[Required work] Reproduce everything in the CO-RADS text below, from "A recent meta-analysis" down to "the current pandemic.".

[[ Reading text open ]]

Even if—as expected—the overall CO-RADS scores were significantly higher in the COVID-19 pneumonia group, exploratory analysis of specificity revealed medium-to-low estimates: among IRP patients, a CO-RADS score ≥ 4 was incorrectly assigned in at least 45% of patients (48% for Reader 1 and 45% for Reader 2, respectively). In addition, no IRP cases which were assigned a CO-RADS ≥ 4 score by one reader had a CO-RADS < 3 score assigned by the other, underlining the challenging nature of this differential diagnosis. Post hoc case revision revealed that “patchy” ground-glass opacities and septal thickening were the features most commonly driving the reader towards erroneous diagnosis of COVID-19 pneumonia. This appears in line with the fact that in the CO-RADS system, the detection of multifocal bilateral ground-glass opacities is pivotal in shifting from CO-RADS 3 to higher classes: however, a comparatively high number of IRP patients in our study demonstrated that specific feature, suggesting that its relative diagnostic weight should be reconsidered when interpreting CT scans of patients receiving ICI therapy.

A recent meta-analysis [26] showed that from 2 to 58% of SARS-COV-2 patients (mean summary estimate 12%) may have an initial false negative RT-PCR test and that in these patients CT currently plays a pivotal role as a complementary tool to diagnose COVID-19 pneumonia: thus, evidence of a low performance of CO-RADS in the differential diagnosis of IRP and COVID-19, coupled to the absence of significantly associated CT features—save for semiquantitatively scored lung involvement and bilateral presentation—may prompt a reconsideration of the diagnostic pathway of ICI patients during the current pandemic.

[[ Reading text closed ]]
[[ Dataset content open ]]

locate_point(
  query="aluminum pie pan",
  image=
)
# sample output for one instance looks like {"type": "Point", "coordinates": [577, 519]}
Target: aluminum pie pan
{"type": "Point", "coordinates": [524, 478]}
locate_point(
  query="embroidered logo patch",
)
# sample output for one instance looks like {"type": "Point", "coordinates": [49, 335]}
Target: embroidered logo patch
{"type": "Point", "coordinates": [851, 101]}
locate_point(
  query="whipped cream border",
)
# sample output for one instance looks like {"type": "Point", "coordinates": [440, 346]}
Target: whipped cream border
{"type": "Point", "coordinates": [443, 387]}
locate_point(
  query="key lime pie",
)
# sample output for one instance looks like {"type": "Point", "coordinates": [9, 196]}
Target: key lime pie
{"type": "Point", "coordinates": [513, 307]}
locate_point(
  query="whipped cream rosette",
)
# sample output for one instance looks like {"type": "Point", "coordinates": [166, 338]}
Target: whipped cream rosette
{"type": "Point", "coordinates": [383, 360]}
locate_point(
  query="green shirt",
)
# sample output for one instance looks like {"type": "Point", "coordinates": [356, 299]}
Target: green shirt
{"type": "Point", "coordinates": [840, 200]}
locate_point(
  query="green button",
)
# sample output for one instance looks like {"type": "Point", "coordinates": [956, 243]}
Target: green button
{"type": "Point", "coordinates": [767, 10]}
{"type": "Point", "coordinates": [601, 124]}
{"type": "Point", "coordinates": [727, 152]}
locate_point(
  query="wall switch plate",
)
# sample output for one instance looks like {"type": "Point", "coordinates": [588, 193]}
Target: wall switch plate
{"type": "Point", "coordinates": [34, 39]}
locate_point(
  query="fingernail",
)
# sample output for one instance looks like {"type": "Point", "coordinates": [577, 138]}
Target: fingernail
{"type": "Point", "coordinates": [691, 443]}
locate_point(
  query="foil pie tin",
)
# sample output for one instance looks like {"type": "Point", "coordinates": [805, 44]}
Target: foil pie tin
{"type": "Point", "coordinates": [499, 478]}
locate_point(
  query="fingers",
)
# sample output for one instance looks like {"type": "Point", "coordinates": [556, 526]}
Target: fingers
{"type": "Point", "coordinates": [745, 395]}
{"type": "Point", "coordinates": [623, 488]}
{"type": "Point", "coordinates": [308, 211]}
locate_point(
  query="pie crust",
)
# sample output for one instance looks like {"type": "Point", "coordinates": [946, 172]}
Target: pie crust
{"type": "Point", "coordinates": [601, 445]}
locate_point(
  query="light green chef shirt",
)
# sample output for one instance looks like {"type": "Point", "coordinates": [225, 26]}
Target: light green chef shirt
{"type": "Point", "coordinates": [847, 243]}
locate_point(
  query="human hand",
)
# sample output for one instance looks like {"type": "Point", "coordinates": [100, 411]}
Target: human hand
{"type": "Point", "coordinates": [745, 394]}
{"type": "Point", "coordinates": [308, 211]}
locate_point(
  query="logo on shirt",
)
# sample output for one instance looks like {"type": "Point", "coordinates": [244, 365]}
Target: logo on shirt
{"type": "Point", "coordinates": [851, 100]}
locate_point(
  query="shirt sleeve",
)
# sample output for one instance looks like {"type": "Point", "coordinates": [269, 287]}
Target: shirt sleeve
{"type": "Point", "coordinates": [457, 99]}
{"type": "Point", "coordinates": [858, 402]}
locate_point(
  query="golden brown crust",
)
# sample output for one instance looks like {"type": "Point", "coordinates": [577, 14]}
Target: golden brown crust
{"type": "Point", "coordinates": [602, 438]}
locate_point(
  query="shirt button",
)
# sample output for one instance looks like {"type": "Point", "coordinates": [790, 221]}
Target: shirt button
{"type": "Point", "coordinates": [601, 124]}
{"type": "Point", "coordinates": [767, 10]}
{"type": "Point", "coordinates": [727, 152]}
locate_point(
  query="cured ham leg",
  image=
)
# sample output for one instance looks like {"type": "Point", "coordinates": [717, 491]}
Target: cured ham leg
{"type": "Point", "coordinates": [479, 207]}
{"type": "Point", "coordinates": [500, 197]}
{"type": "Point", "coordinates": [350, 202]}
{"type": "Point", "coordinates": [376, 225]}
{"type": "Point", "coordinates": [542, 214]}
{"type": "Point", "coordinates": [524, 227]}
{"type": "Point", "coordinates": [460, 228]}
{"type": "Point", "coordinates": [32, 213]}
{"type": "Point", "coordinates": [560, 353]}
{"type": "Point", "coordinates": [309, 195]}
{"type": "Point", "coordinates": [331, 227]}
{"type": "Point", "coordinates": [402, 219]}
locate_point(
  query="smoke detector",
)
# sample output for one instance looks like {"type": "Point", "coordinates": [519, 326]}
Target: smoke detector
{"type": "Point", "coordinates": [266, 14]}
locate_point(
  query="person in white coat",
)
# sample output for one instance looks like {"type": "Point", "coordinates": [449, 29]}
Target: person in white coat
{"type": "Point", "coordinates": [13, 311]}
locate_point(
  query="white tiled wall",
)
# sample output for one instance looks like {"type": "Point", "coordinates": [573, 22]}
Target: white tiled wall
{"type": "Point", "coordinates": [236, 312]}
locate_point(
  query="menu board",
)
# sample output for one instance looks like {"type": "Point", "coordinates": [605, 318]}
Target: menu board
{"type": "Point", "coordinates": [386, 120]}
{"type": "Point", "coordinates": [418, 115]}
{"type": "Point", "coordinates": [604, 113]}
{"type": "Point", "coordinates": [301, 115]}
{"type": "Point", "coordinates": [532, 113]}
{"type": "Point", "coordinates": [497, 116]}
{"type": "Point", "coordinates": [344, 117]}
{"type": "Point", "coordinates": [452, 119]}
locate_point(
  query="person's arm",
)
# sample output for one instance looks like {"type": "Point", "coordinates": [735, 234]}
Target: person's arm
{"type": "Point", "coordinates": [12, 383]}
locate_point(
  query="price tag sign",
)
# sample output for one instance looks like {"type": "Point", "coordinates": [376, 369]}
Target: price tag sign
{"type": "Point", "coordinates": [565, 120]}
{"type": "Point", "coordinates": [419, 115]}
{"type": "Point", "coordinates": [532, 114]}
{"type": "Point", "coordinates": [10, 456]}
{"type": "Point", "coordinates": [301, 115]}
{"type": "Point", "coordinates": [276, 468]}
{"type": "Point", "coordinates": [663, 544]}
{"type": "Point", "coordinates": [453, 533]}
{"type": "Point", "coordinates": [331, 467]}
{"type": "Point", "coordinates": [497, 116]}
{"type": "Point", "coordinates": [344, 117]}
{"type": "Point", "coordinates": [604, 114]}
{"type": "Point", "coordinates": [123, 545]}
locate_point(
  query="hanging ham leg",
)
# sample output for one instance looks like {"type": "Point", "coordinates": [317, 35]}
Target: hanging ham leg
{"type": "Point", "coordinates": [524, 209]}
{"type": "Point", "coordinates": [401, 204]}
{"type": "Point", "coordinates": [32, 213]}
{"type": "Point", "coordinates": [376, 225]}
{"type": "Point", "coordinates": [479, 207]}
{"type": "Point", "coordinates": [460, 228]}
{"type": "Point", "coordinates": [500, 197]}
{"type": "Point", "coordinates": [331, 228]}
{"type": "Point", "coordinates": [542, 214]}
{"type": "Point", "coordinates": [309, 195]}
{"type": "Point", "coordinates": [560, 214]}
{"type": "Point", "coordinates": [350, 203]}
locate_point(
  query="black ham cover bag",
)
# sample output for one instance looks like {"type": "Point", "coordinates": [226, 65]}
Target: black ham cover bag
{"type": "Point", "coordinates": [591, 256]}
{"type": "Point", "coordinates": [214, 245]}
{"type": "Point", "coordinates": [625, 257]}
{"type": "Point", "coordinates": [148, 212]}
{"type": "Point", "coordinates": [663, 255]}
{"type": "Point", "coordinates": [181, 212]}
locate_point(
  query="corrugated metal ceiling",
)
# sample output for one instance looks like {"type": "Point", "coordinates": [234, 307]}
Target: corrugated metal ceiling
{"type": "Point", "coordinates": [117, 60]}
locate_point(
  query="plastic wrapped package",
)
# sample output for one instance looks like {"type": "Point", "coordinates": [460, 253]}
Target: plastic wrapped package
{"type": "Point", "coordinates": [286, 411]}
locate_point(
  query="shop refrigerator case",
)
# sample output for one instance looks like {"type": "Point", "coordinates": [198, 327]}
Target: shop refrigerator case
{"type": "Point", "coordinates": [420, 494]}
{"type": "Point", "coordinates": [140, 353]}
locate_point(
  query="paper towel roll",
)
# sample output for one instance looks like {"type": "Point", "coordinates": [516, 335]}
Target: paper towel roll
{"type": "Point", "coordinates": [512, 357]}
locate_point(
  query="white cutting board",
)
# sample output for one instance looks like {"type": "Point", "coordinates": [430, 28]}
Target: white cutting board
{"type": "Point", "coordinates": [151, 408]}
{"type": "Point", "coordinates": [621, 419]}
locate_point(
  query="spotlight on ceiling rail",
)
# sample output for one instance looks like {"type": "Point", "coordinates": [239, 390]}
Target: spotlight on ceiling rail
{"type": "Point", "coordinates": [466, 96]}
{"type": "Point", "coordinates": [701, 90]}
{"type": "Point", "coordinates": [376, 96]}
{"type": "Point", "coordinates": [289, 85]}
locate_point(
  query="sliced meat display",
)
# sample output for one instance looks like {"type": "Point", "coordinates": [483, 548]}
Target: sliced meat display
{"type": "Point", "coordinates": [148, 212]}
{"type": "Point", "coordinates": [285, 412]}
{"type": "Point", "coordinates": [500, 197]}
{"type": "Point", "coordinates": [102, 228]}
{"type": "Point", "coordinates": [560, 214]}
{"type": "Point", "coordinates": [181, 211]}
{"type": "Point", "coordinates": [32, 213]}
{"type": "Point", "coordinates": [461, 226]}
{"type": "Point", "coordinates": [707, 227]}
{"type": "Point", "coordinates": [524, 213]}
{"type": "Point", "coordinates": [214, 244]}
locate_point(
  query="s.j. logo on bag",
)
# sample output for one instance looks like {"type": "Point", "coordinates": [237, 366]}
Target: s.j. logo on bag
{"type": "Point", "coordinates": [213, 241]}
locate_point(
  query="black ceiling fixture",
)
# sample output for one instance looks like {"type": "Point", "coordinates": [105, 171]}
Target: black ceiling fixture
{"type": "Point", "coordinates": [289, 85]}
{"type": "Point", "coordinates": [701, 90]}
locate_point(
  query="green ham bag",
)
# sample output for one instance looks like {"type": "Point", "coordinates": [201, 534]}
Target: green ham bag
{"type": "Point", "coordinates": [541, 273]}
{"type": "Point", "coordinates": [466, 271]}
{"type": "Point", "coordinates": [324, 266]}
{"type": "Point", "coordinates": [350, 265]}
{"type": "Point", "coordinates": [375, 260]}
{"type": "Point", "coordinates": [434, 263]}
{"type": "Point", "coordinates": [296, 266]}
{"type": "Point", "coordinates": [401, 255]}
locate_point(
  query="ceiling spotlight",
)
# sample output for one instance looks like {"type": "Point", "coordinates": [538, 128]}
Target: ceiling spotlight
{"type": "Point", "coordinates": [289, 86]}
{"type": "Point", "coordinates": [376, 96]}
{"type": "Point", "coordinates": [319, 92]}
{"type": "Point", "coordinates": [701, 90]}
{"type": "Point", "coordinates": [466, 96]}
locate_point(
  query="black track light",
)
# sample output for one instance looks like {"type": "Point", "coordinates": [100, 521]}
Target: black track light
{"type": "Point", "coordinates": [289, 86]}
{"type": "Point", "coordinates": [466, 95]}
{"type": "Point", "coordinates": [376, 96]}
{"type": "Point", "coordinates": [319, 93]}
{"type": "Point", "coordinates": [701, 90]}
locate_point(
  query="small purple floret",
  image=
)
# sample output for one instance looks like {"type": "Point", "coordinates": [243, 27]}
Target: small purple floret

[[ Dataset content closed ]]

[Exercise solution]
A recent meta-analysis [26] showed that from 2 to 58% of SARS-COV-2 patients (mean summary estimate 12%) may have an initial false negative RT-PCR test and that in these patients CT currently plays a pivotal role as a complementary tool to diagnose COVID-19 pneumonia: thus, evidence of a low performance of CO-RADS in the differential diagnosis of IRP and COVID-19, coupled to the absence of significantly associated CT features—save for semiquantitatively scored lung involvement and bilateral presentation—may prompt a reconsideration of the diagnostic pathway of ICI patients during the current pandemic.